— Given problem 1 —
According to the text on research software, what would happen to the flow of research if Linux or git were removed?

━━━━━ Text passage

Should research software require citation?
Many might give the argument that if software is research software, it would truly be cited in a paper by an academic researcher. This opinion likely stems from the fact that many research software engineers come from academia, and in academia the model of communication and validation of worth is the publication. However, there are several issues with this approach. The first is the obvious realization that publication is dated, and some might argue it a broken system. It can be fairly subjective what a researcher decides to cite, and he or she may favor a known, small network of colleagues. To place the entire bearing of identity on the trivial decision of a third party to have awareness to add a citation is a poor strategy for definition. Although publication to create a digital identifier for others to cite for software is a good strategy to get the word out about your software to researchers, it simply cannot be the only means to its worth and definition. Yes, if software is cited by many researchers, that is positive evidence that it is research software. However, not being cited by many researchers does not say that it is not. It could be that software is so well known and used that researchers don’t think twice about it. We need to do better.
Can we derive a definition based on absence?
A strong contender for giving definition to research software is focused around the idea of thinking about what would happen if a piece of software were taken away. More explicitly, would researchers’ ability to do their research be negatively impacted? If the answer to this question is yes, then we simply must consider that the software in question is some kind of research software. This definition is much more rich than the previously discussed ideas because it opens up the space to also include databases, version control, and tools for reproducibility. But then, what about Linux? Or git? Would we call these research software? Both are fundamental ingredients to the research lifecycle, and if either was removed the flow of research would stop like a clogged pipe. To address these cases, we need to talk about intention.
Is research software created with the intention to be used for research?
If we approach Linux Torvalds and asked him why he created Linux or git, we might hear an answer that the alternative tools weren’t to his liking, either because of affordability or general design. We would very quickly learn that although Linux and git are essential for modern researchers, they were not created with that purpose in mind. If we must be stringent about a definition of research software, we need to take this into account. Research software, although it doesn’t need to be made explicitly for research, must be intended for it to some degree. The creator of such software must affirm that it was created to help with research.
Summary of Criteria
We can summarize the discussion above as the following:
- Research is a subset of software
- Research software must be used by at least one researcher
- It might be developed by a research software engineer, but doesn’t have to be
- It doesn’t necessarily have to be intended for a particular domain
- Absence of citation does not disqualify it, but presence strengthens it
- Taking it away would be a detriment to research
- It was created with intention to be used for research
A TAXONOMY OF RESEARCH SOFTWARE
If it’s the case that we have a general definition for research software that is based on its intention, users, and impact on the research space, we need to allow for a user of the definition to scope his or her definition to some subset. We need to be able to further break research software into sub-groups, and thus empower people to refer to some subset. We need a taxonomy of research software. First, we can define the top level categories:
Software to directly conduct research Domain specific software General software Software to support Research Explicitly for research Used for research, but not explicitly for it Incidentally used for research (this is generally not considered research software)

━━━━━━━━━━
━━━━━ Material

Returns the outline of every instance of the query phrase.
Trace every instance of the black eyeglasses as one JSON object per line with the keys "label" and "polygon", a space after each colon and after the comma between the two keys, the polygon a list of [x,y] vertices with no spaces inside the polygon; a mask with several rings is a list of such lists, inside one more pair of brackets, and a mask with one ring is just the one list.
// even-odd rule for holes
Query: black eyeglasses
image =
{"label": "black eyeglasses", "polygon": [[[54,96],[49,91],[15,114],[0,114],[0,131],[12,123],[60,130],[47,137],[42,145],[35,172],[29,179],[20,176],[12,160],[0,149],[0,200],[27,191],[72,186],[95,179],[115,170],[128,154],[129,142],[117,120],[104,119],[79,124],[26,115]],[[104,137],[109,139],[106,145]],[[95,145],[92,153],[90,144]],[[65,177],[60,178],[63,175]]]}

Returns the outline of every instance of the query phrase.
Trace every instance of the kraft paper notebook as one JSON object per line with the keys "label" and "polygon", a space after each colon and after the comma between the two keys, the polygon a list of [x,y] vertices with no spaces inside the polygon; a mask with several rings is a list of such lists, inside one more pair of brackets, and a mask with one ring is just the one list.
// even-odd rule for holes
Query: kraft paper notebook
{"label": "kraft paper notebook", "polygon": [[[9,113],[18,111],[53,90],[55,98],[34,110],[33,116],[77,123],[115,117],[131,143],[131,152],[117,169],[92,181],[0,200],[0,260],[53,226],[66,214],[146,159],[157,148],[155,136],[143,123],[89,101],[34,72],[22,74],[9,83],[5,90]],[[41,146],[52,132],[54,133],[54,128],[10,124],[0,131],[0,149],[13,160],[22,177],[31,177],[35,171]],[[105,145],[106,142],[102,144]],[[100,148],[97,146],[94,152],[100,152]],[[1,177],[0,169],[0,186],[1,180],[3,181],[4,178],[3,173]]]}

━━━━━━━━━━

— Given problem 2 —
Please lay out every line of the entries above as a numbered list, leaving out blank lines.

— Full solution 1 —
It would stop like a clogged pipe.

— Full solution 2 —
1. Returns the outline of every instance of the query phrase.
2. Trace every instance of the black eyeglasses as one JSON object per line with the keys "label" and "polygon", a space after each colon and after the comma between the two keys, the polygon a list of [x,y] vertices with no spaces inside the polygon; a mask with several rings is a list of such lists, inside one more pair of brackets, and a mask with one ring is just the one list.
3. // even-odd rule for holes
4. Query: black eyeglasses
5. image =
6. {"label": "black eyeglasses", "polygon": [[[54,96],[49,91],[15,114],[0,114],[0,131],[12,123],[60,130],[47,137],[42,145],[35,172],[29,179],[20,176],[12,160],[0,149],[0,200],[27,191],[72,186],[95,179],[115,170],[128,154],[129,142],[117,120],[104,119],[79,124],[26,115]],[[104,137],[109,139],[106,145]],[[95,145],[92,153],[90,144]],[[65,177],[60,178],[63,175]]]}
7. Returns the outline of every instance of the query phrase.
8. Trace every instance of the kraft paper notebook as one JSON object per line with the keys "label" and "polygon", a space after each colon and after the comma between the two keys, the polygon a list of [x,y] vertices with no spaces inside the polygon; a mask with several rings is a list of such lists, inside one more pair of brackets, and a mask with one ring is just the one list.
9. // even-odd rule for holes
10. Query: kraft paper notebook
11. {"label": "kraft paper notebook", "polygon": [[[9,113],[18,111],[53,90],[55,98],[34,110],[33,116],[77,123],[115,117],[131,143],[131,152],[117,169],[92,181],[0,200],[0,260],[53,226],[66,214],[146,159],[157,148],[155,136],[143,123],[89,101],[34,72],[22,74],[9,83],[5,90]],[[41,146],[52,132],[54,133],[54,128],[10,124],[0,131],[0,149],[13,160],[22,177],[31,177],[35,171]],[[105,145],[106,142],[102,144]],[[100,148],[97,146],[94,152],[100,152]],[[1,177],[0,169],[0,186],[1,180],[3,181],[4,178],[3,173]]]}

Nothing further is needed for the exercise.